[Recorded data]
□ □ □

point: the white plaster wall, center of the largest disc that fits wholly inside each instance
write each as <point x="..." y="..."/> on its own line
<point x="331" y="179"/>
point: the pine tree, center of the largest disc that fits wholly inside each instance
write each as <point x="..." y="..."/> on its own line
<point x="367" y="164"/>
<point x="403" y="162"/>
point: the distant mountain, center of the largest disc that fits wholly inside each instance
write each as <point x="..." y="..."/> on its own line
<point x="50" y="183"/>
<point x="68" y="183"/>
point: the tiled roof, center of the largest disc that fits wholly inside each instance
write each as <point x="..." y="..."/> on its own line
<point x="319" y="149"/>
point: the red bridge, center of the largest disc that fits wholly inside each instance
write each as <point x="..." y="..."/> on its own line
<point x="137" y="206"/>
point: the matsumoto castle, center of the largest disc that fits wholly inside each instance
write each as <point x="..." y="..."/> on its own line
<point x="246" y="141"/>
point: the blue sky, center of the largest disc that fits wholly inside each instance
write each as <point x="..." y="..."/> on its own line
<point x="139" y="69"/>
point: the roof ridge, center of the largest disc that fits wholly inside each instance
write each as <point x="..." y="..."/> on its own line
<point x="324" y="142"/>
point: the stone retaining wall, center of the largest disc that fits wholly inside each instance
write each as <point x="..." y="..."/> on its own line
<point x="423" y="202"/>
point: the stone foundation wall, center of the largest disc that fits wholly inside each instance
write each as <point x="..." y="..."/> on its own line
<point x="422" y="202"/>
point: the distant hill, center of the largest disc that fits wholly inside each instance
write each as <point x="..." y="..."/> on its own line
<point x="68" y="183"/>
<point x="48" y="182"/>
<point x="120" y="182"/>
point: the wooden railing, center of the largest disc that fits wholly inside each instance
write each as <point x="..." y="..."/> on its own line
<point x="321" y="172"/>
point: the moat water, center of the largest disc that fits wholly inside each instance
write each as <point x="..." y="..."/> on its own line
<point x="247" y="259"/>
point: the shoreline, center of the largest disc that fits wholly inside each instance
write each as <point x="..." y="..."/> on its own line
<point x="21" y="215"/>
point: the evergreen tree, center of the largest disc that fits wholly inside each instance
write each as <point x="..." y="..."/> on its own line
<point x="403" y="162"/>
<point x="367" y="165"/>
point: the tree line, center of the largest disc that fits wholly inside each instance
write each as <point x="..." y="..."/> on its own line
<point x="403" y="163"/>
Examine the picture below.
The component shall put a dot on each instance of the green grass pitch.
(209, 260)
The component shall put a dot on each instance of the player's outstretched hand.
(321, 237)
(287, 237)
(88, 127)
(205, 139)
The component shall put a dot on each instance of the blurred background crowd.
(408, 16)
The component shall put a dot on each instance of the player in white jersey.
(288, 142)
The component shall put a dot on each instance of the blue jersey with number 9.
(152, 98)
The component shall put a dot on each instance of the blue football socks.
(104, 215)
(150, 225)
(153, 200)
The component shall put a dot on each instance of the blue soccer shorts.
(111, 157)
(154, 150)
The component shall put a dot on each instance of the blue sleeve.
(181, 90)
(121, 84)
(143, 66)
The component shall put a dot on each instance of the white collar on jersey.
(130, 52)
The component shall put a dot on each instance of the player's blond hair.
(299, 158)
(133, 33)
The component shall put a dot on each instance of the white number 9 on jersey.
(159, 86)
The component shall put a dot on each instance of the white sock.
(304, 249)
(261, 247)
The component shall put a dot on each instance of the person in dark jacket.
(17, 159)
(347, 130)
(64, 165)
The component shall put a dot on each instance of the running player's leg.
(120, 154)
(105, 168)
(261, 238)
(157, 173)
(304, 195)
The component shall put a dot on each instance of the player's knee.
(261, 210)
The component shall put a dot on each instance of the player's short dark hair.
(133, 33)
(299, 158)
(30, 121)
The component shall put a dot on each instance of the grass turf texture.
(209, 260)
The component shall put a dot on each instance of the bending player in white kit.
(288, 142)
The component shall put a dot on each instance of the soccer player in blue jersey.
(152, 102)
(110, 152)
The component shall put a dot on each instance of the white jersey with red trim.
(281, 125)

□ □ □

**Exercise requirements:** Could you please reproduce each record exactly, leaving nothing out?

**Worked solution:**
point: the white plaster wall, center of the largest disc that fits wholly inside each instance
write each as <point x="..." y="..."/> on its own line
<point x="331" y="179"/>
point: the pine tree, center of the largest disc that fits wholly inside each instance
write each as <point x="..." y="..."/> on its own line
<point x="367" y="164"/>
<point x="403" y="162"/>
point: the distant mountain, center of the largest disc that fits wholly inside each instance
write each as <point x="..." y="..."/> on its own line
<point x="50" y="183"/>
<point x="68" y="183"/>
point: the tiled roof, center of the largest disc that fits wholly inside each instance
write each as <point x="..." y="..."/> on its own line
<point x="319" y="149"/>
point: the red bridge, center of the largest disc that fits wholly inside each instance
write each as <point x="..." y="..."/> on its own line
<point x="137" y="206"/>
point: the matsumoto castle, center of the largest disc that fits wholly inside each instance
write each as <point x="..." y="..."/> on its own line
<point x="246" y="141"/>
point: the blue sky, center of the largest disc that fits wholly inside each instance
write each as <point x="..." y="..."/> on its own line
<point x="139" y="69"/>
point: the roof ridge, center of the largest disc that fits wholly inside each instance
write each as <point x="..." y="..."/> on its own line
<point x="324" y="142"/>
point: the stone retaining wall, center of the largest disc that fits wholly inside each instance
write each as <point x="..." y="..."/> on its own line
<point x="423" y="202"/>
point: the stone foundation wall, center of the largest disc that fits wholly inside each instance
write each as <point x="..." y="..."/> on its own line
<point x="422" y="202"/>
point: the distant hill, center of the largest disc that fits wholly inside each instance
write each as <point x="..." y="..."/> on its own line
<point x="68" y="183"/>
<point x="48" y="182"/>
<point x="120" y="182"/>
point: the wooden railing, center of the largest disc that fits wholly inside each instance
write each as <point x="..." y="..."/> on its own line
<point x="321" y="172"/>
point: the moat water, center of the largest disc that fits wholly inside each instance
write each as <point x="..." y="..."/> on its own line
<point x="247" y="259"/>
point: the shoreline, center of the largest disc that fits wholly inside each instance
write each as <point x="..." y="..."/> on its own line
<point x="21" y="215"/>
point: the evergreen tree, center of the largest disc that fits wholly inside each instance
write each as <point x="..." y="..."/> on its own line
<point x="403" y="162"/>
<point x="367" y="165"/>
point: the tree line, center of the largest disc that fits wholly inside each instance
write each as <point x="..." y="..."/> on its own line
<point x="403" y="163"/>
Examine the picture below.
The component shall put a dot on each instance of the green grass pitch.
(209, 260)
The component shall put a dot on each instance of the player's outstretched hand.
(321, 237)
(287, 237)
(88, 127)
(205, 139)
The component shall put a dot on each instance of the blurred background crowd.
(408, 16)
The component shall put a dot on each instance of the player in white jersey.
(288, 142)
The component shall put a dot on each instance of the blue jersey with number 9.
(152, 98)
The component shall put a dot on each instance of the blue football socks.
(104, 215)
(150, 225)
(153, 200)
The component shall put a dot on each instance of the blue soccer shorts.
(111, 157)
(154, 150)
The component shall put a dot on each instance of the blue sleeve.
(181, 90)
(121, 84)
(143, 66)
The component shall put a dot on each instance of the white collar on jersey.
(130, 52)
The component shall put a dot on each instance of the player's blond hair.
(299, 158)
(133, 33)
The component shall put a dot on each instance of the white number 9 on jersey.
(159, 86)
The component shall put a dot on each instance of the white sock.
(304, 249)
(261, 247)
The component shall put a dot on each instance of the person in dark jacket.
(17, 159)
(347, 130)
(64, 165)
The component shall put a dot on each instance of the running player's leg.
(120, 154)
(105, 168)
(261, 238)
(157, 173)
(304, 195)
The component shall put a dot on each instance of the player's knee.
(261, 210)
The component shall put a dot on each instance of the player's short dark hair.
(133, 33)
(299, 158)
(30, 121)
The component shall put a dot on each instance of the grass turf texture.
(209, 260)
The component shall put a dot on each instance of the bending player in white kit.
(288, 142)
The component shall put a dot on each instance of the soccer player in blue jersey.
(152, 102)
(110, 152)
The component shall put a dot on each instance of the white jersey with red trim.
(281, 125)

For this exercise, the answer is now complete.